EXERCISE PROMPT - Only the lines of the data holding the string "wooden" need to be returned.
===== ENTRIES PROVIDED
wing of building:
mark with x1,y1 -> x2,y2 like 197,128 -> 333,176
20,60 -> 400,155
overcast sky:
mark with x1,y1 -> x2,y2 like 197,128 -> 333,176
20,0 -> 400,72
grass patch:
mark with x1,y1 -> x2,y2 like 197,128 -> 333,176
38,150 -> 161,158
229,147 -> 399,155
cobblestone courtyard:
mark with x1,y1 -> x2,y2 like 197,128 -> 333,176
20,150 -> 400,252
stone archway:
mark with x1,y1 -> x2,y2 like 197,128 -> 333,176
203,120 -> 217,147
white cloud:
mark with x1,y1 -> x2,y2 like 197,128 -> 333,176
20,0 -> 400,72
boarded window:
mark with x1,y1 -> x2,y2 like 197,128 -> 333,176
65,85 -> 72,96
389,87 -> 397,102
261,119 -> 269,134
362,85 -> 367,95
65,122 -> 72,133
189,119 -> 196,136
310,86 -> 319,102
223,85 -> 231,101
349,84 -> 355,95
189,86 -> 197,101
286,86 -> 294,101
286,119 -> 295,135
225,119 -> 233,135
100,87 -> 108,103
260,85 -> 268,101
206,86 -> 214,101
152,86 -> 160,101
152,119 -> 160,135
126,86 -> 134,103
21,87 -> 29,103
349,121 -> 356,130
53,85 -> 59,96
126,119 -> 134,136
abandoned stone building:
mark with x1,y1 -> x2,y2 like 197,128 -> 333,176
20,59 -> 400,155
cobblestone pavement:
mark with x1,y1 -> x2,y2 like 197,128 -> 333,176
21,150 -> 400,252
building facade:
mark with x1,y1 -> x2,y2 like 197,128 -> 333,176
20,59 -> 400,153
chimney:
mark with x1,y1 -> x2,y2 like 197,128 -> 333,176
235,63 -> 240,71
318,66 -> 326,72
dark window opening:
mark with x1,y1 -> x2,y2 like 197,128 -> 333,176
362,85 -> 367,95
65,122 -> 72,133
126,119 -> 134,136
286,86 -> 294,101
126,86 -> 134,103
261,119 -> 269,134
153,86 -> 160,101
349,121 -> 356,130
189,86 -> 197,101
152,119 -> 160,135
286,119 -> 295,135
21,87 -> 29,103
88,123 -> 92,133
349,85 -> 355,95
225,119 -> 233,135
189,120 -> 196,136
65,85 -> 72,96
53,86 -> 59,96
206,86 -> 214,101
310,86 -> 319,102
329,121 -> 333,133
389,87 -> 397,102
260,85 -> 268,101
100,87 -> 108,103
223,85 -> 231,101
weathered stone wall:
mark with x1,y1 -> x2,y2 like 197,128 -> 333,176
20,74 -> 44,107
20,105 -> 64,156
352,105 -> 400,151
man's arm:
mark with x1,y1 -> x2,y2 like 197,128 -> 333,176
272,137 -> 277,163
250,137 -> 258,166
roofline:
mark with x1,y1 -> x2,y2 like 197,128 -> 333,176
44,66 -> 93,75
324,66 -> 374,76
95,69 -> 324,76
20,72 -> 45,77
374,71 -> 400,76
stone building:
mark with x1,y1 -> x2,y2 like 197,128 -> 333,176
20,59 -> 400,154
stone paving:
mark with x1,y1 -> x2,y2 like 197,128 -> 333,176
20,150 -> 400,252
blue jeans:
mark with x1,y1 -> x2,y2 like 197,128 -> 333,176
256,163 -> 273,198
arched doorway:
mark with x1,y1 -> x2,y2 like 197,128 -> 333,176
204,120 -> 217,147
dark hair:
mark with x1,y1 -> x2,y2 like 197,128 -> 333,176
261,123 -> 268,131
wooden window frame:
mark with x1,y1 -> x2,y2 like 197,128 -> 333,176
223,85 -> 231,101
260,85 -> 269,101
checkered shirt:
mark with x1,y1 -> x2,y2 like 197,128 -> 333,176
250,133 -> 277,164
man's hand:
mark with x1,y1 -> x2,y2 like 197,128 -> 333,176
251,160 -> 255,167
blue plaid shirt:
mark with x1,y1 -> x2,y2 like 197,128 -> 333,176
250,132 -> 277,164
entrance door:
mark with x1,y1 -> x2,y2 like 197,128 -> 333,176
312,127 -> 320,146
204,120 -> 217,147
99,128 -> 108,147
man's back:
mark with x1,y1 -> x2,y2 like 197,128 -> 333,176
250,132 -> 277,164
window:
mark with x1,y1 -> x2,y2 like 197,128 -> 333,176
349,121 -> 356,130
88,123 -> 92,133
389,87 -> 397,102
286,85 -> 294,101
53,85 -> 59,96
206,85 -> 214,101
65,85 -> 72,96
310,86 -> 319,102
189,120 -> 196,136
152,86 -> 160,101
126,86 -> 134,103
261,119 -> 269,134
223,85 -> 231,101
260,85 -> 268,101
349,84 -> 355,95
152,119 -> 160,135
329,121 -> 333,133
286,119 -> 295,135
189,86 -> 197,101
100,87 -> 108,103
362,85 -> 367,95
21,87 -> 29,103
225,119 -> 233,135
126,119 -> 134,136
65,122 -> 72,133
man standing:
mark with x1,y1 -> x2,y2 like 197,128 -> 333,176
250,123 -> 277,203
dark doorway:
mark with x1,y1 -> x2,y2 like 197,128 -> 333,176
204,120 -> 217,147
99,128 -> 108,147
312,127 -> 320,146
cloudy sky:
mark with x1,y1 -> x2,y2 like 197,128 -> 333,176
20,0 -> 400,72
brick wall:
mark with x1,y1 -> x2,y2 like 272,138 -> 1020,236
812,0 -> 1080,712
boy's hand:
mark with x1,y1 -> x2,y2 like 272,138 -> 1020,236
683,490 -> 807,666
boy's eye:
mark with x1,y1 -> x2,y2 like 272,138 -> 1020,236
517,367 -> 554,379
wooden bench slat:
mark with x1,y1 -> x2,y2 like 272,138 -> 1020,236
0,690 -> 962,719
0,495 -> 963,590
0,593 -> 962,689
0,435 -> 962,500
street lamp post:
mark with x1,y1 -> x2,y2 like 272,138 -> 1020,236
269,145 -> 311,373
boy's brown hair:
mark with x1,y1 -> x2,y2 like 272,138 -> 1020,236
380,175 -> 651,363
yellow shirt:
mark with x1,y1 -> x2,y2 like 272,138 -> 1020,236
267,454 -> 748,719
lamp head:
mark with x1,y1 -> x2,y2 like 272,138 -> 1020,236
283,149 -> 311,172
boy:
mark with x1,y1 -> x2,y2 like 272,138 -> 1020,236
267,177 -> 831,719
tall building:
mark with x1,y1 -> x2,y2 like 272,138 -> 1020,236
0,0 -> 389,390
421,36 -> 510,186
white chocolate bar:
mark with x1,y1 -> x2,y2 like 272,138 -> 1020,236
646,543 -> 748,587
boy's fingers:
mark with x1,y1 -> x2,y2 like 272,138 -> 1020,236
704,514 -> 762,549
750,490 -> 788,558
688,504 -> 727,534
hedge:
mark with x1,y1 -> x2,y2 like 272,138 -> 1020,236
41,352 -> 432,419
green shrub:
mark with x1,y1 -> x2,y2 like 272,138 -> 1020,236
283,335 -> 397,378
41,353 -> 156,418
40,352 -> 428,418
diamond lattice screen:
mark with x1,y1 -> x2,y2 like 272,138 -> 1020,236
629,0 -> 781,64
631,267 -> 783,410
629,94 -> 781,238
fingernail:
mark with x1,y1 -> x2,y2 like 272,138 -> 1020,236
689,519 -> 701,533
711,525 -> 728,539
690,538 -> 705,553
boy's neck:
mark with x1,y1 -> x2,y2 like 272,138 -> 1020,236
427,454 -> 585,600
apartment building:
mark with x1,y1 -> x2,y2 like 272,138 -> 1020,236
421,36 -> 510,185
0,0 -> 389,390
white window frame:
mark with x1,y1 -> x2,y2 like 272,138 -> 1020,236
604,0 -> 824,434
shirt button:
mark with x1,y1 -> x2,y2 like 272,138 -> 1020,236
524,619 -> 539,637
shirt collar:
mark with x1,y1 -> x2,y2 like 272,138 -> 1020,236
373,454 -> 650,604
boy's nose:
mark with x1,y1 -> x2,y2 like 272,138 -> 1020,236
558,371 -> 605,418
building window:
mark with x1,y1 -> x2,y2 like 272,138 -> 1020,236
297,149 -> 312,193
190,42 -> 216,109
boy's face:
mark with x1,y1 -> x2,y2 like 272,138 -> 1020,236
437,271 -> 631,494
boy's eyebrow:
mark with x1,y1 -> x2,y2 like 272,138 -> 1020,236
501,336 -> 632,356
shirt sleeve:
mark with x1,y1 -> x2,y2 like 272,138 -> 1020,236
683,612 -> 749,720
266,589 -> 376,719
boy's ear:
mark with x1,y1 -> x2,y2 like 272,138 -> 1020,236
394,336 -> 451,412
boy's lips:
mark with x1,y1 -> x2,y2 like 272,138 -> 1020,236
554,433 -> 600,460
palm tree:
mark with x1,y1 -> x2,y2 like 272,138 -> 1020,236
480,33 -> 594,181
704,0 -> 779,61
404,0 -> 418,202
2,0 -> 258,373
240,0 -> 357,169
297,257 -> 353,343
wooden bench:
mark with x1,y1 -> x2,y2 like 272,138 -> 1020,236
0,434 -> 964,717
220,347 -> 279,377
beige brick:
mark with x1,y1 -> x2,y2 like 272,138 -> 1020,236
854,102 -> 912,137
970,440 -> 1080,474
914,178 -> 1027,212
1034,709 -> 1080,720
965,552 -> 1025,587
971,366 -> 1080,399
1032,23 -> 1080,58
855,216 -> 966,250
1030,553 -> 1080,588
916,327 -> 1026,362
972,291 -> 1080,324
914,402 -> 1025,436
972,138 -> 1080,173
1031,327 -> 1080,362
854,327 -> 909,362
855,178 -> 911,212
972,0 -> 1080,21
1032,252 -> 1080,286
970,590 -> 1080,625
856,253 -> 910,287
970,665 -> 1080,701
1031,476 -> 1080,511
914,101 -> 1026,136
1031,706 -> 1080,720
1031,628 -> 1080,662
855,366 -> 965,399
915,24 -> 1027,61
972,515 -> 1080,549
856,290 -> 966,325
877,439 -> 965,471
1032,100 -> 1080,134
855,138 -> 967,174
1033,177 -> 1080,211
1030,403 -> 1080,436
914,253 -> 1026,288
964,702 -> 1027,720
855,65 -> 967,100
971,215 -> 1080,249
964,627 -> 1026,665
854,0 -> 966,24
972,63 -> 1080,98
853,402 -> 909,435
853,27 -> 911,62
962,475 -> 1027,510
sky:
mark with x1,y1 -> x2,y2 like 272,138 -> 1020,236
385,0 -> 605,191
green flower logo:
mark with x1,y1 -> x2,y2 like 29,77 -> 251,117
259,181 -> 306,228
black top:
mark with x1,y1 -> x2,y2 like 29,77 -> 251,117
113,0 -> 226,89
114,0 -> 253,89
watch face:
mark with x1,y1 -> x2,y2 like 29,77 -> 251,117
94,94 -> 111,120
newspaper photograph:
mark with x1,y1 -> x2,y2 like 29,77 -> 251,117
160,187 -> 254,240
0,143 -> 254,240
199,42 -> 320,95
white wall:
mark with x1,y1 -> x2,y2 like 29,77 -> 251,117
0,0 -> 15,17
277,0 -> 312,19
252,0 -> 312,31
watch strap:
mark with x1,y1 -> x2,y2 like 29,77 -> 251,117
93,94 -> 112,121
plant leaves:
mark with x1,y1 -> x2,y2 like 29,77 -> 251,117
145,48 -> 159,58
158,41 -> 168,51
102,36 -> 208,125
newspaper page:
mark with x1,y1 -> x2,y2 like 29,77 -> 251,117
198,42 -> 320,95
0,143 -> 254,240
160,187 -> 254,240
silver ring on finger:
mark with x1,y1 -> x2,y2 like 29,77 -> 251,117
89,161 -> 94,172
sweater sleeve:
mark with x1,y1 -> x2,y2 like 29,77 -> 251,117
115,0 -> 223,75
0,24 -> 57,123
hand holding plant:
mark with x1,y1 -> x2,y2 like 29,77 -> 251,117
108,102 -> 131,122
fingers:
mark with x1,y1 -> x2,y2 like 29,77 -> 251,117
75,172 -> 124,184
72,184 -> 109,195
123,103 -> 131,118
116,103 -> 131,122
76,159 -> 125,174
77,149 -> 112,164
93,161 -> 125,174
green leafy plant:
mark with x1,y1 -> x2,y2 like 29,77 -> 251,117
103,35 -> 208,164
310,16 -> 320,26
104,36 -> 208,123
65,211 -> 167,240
==========
SOLVED PROBLEM -
wooden window frame:
wooden bench slat:
wooden bench:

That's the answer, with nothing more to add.